(Records from a data source)
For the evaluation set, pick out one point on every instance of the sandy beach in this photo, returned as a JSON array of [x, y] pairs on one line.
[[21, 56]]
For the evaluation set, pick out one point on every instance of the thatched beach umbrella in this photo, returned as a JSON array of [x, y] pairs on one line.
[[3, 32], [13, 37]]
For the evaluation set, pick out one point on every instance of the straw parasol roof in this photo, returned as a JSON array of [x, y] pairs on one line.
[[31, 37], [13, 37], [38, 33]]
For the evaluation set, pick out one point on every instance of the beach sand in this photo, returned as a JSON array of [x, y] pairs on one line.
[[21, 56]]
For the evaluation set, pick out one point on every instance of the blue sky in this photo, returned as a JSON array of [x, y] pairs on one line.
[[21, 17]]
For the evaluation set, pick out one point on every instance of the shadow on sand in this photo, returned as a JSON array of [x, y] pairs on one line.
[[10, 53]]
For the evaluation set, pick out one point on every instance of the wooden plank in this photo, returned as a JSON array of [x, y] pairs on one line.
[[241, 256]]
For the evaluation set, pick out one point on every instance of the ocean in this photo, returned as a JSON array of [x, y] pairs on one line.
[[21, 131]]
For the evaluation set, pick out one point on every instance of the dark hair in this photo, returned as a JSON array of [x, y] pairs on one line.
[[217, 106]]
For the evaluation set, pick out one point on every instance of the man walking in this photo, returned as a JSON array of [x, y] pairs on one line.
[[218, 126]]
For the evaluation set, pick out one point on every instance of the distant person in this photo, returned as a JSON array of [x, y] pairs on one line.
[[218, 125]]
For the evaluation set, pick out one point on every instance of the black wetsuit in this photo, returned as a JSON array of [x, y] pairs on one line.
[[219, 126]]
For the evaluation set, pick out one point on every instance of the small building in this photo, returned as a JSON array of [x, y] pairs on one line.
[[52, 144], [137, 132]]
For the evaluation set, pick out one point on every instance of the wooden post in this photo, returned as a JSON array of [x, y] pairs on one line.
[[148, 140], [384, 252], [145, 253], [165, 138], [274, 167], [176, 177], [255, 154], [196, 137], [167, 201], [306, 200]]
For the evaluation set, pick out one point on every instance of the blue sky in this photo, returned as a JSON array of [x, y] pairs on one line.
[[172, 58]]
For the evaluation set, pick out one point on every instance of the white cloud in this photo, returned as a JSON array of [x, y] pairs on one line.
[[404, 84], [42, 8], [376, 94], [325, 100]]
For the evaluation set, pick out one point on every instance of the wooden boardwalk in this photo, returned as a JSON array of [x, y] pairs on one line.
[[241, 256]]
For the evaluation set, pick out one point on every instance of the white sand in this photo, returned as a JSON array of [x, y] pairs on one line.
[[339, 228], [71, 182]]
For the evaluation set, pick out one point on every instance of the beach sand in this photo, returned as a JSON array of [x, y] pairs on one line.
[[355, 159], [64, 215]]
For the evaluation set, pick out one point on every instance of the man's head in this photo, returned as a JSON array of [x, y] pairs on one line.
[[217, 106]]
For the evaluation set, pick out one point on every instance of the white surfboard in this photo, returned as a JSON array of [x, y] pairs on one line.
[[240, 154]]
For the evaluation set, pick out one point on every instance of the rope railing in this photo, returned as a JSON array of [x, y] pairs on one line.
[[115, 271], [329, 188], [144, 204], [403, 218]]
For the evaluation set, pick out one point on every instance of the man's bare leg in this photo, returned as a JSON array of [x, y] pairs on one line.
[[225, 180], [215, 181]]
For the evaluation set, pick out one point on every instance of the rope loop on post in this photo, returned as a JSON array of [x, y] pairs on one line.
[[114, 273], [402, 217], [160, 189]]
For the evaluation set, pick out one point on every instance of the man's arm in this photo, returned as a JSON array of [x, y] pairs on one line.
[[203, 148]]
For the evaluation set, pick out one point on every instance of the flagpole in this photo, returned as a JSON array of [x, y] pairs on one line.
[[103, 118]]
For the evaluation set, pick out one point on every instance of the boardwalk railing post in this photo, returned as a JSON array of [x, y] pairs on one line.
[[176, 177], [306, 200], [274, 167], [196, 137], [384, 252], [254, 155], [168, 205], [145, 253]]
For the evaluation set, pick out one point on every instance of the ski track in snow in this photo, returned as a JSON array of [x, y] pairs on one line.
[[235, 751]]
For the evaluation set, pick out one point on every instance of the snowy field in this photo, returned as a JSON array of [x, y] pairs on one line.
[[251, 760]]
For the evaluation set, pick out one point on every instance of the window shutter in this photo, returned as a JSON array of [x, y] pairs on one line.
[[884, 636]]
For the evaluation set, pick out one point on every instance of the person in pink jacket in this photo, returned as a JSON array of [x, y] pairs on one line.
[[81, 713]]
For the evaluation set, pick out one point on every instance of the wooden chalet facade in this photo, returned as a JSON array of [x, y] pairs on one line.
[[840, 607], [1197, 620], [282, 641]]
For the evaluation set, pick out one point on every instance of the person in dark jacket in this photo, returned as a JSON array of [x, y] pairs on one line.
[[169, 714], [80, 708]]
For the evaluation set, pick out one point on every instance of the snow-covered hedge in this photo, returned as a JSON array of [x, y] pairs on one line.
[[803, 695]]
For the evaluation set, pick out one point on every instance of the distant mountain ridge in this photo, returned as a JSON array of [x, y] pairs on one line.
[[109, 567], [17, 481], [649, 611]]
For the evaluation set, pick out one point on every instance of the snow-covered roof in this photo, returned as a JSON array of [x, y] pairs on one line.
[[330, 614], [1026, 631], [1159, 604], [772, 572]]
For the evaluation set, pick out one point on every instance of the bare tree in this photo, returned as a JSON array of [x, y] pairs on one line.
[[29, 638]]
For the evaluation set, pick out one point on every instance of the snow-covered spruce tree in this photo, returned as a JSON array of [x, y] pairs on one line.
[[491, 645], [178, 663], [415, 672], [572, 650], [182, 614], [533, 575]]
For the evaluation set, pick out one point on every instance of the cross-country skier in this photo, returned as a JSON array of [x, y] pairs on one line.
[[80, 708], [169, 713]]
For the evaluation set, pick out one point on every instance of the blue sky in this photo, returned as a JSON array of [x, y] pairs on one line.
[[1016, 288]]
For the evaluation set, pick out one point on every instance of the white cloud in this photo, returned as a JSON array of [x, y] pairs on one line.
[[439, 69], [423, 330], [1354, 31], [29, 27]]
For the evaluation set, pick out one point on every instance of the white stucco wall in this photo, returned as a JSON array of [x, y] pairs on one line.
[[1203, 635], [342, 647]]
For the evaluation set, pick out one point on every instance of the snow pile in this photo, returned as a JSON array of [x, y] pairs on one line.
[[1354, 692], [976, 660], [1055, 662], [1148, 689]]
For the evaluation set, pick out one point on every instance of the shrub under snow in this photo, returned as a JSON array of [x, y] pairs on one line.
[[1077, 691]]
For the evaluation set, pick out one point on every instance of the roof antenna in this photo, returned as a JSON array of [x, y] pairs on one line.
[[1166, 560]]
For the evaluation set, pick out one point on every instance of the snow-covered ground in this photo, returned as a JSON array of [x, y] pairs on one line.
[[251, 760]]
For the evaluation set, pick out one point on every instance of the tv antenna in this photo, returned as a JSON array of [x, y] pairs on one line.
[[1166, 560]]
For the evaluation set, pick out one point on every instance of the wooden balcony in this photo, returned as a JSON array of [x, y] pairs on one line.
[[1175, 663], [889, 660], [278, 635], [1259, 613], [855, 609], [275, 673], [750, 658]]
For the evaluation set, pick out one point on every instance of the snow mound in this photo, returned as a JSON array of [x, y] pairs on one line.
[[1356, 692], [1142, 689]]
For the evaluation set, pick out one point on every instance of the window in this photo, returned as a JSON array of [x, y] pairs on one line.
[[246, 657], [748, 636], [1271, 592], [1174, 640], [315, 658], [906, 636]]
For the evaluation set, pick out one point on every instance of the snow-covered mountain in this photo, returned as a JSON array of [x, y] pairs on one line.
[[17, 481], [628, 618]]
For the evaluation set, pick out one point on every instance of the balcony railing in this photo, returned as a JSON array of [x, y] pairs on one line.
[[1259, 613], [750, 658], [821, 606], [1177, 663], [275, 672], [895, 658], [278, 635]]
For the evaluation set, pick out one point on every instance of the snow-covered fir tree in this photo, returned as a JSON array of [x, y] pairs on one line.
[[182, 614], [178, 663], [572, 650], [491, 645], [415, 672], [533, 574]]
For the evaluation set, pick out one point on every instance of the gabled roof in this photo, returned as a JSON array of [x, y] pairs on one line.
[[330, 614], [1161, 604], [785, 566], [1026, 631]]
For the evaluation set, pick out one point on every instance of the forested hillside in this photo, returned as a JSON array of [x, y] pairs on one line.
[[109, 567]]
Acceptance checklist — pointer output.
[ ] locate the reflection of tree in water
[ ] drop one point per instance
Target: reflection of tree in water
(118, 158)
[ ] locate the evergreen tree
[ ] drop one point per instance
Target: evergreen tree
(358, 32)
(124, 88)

Given instruction — Lay out the records as a two-column CSV with the headers instruction and output, one row per record, starting at the line containing "the man walking" and ending at the line containing "[[240, 154]]". Put each record's text and its answer in a quoted field of its own, with any line breaks replaced by spaces.

The completed task —
instruction,output
"For the evaluation set, pick out one point on every instance of the man walking in this photo, returned as a JSON array of [x, y] pairs on one line.","[[218, 126]]"
"For the evaluation set, pick out one point on every instance of the distant person in this photo, returned as a JSON array of [x, y] pairs on one line.","[[218, 125]]"
"For the evaluation set, pick out one point on every instance of the black wetsuit in this photo, returned as a JSON array of [x, y] pairs on one line.","[[219, 126]]"
"For the evaluation set, pick out one point on every instance of the small building in this photo, returned as a JSON array of [x, y] pairs on one line.","[[52, 144], [137, 132]]"
"For the evaluation set, pick out one point on every instance of the wooden post in this photo, returned as a JSON array of [x, y] pairs on one line.","[[148, 140], [384, 252], [145, 253], [165, 138], [274, 167], [176, 177], [255, 154], [196, 137], [167, 201], [306, 200]]"
"For the evaluation set, pick out one point on every instance of the blue sky in this photo, returned as a JSON array of [x, y] pairs on one line.","[[172, 58]]"
"For the evaluation set, pick out one point on every instance of the white cloud in this photo, returned as a JSON array of [x, y] pairs on one line.","[[404, 84], [42, 8], [376, 94], [325, 100]]"
"For the evaluation set, pick out one point on every instance of the wooden boardwalk in this photo, returned as a JSON array of [x, y] pairs on one line.","[[241, 256]]"
"For the evaluation set, pick out one point on every instance of the white sand in this photo, returned as a JSON array of [x, y] pairs on one line.","[[339, 228], [71, 182]]"
"For the evaluation set, pick out one point on every instance of the beach sand in this photo, returned as a JSON array of [x, y] pairs on one line.","[[355, 159], [64, 215]]"
"For the evaluation set, pick out one point on every instance of the man's head in this photo, returned as a JSON array of [x, y] pairs on one line.","[[217, 106]]"
"For the evaluation set, pick out one point on every instance of the white surfboard in this photo, returned as a JSON array of [x, y] pairs on one line.","[[240, 154]]"